● **Excerpt provided**:
____________
Kent was well within the area controlled by Parliament, but in the summer of 1643 there was a rising in the county – nominally Royalist, but including local troublemakers. For a week from 18 July armed bands took control of Tonbridge and Sevenoaks, plundering the houses of rich Parliamentarians and taking the militia weapons stored at them. The insurrectionists threatened the Thames Estuary and the Port of London with cannon stripped from Parliamentary ships. Sir John Rivers of the Sutton at Hone Horse was involved in negotiating with the rebels. Regular and LTB regiments under Maj-Gen Richard Browne were sent down from London to support the Kentish forces, and the insurgents retreated to Tonbridge. There was a three-hour skirmish at Hildenborough outside the town on 24 July, in which Browne claimed to have captured 200 rebels. The London troops left on 29 July, when 'Hercules Holliland' (Note: Probably the Scottish officer Hercules Holland.) was appointed Sergeant Major General of the Trained Bands in Kent.
____________
● **Available data**:
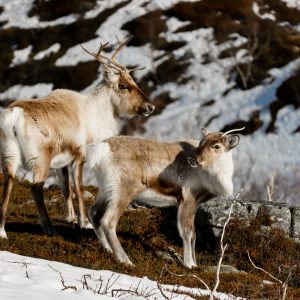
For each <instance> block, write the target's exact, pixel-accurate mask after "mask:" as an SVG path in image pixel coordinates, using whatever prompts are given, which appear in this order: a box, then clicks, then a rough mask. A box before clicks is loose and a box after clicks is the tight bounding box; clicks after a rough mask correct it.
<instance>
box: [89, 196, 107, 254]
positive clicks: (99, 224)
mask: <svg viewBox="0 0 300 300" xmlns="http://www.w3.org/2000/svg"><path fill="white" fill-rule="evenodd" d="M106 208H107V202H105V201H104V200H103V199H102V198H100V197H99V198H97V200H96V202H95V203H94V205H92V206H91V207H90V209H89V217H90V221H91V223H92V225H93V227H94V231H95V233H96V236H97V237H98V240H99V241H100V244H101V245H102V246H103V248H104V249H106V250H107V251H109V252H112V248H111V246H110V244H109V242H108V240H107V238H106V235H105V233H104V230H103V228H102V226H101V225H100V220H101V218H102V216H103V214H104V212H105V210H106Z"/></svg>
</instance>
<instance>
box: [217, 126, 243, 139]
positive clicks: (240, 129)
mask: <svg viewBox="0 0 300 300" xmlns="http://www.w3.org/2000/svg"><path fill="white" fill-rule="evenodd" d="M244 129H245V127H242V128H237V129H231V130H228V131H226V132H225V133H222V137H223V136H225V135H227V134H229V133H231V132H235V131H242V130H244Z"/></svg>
____________
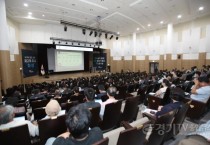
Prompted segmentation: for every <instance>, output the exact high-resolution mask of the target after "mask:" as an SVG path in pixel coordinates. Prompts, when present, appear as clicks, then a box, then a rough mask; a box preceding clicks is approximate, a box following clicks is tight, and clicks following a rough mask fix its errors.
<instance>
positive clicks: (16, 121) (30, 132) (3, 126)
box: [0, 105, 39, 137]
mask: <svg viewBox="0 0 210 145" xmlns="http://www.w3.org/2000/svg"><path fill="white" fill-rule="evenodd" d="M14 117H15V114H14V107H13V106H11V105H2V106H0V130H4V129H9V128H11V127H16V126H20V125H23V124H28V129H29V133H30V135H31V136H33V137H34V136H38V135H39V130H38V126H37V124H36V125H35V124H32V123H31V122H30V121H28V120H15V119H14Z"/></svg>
____________
● **Questions on the material**:
1) List every date in July that the passage on the 1643 Kent rising gives.
2) Condense the paragraph of the passage on the 1643 Kent rising that begins "Kent was well within the area" into a shorter version that keeps its main facts.
3) Write the next few sentences of the passage on the 1643 Kent rising, starting after its final sentence.

● **Answers to each task**:
1) 18 July, 24 July, 29 July

2) In summer 1643 Kent, though under Parliament's control, saw a rising that was nominally Royalist but included local troublemakers. From 18 July, armed bands held Tonbridge and Sevenoaks for a week, plundering rich Parliamentarians' houses and seizing the militia weapons kept there. Using cannon taken from Parliamentary ships, they threatened the Thames Estuary and the Port of London. Sir John Rivers of the Sutton at Hone Horse negotiated with the rebels. Maj-Gen Richard Browne brought regular and LTB regiments from London to back the Kentish forces, and the insurgents fell back to Tonbridge. In a three-hour skirmish at Hildenborough on 24 July, Browne claimed 200 prisoners. The London troops left on 29 July, when 'Hercules Holliland', probably the Scottish officer Hercules Holland, became Sergeant Major General of the Trained Bands in Kent.

3)
By now Kent had begun organising regiments of Auxiliaries to share the duties with the Kentish TBs (in emulation of the LTB Auxiliaries) and units of Volunteers willing to serve for short periods outside Kent. The Sutton at Hone Volunteers marched with regiments of the LTBs in Parliament's expedition to relieve the Siege of Gloucester, which was achieved on 8 September 1643. On the return march the Royalists blocked the Parliamentary army's way at Newbury. In fighting their way through the Trained Bands distinguished themselves at the First Battle of Newbury on 20 September, but the colonel of the Sutton at Hone Volunteers, Sir William Brooke, subsequently died of the wounds received in the battle.

After resisting association for some time, Kent became part of Parliament's 'Southern Association' in November 1643, with Sir William Waller as commander of its forces. That month the second-in-command of the Sutton at Hone Volunteers, Lt-Col Ralph Weldon, raised a regular regiment of Foot for the Association, known as the Kentish Regiment. Waller began his campaign in November with an attack on Basing House, and then the Battle of Alton (13 December). After Alton the LTB regiments in his army (which had already performed over a month's service) refused to move against Arundel Castle, with many shouting 'Home! Home!', and the brigade then marched home.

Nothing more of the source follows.